EXERCISE REQUIREMENTS :: Reproduce the listing below in full, request text included, and shift every x and y coordinate in the answer points by -11.

INPUT ::
____
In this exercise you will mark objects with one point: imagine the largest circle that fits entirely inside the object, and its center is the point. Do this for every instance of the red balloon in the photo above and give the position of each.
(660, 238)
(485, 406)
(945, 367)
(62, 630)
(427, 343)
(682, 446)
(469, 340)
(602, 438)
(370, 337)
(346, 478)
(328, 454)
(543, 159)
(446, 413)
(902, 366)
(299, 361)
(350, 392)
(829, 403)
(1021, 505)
____
RESULT OF THE EXERCISE ::
In this exercise you will mark objects with one point: imagine the largest circle that fits entirely inside the object, and its center is the point. Do this for every instance of the red balloon in the photo above and give the position of each.
(649, 227)
(474, 395)
(934, 356)
(51, 619)
(416, 332)
(671, 435)
(458, 329)
(591, 427)
(359, 326)
(335, 467)
(317, 443)
(532, 148)
(435, 402)
(891, 355)
(288, 350)
(339, 381)
(818, 392)
(1010, 494)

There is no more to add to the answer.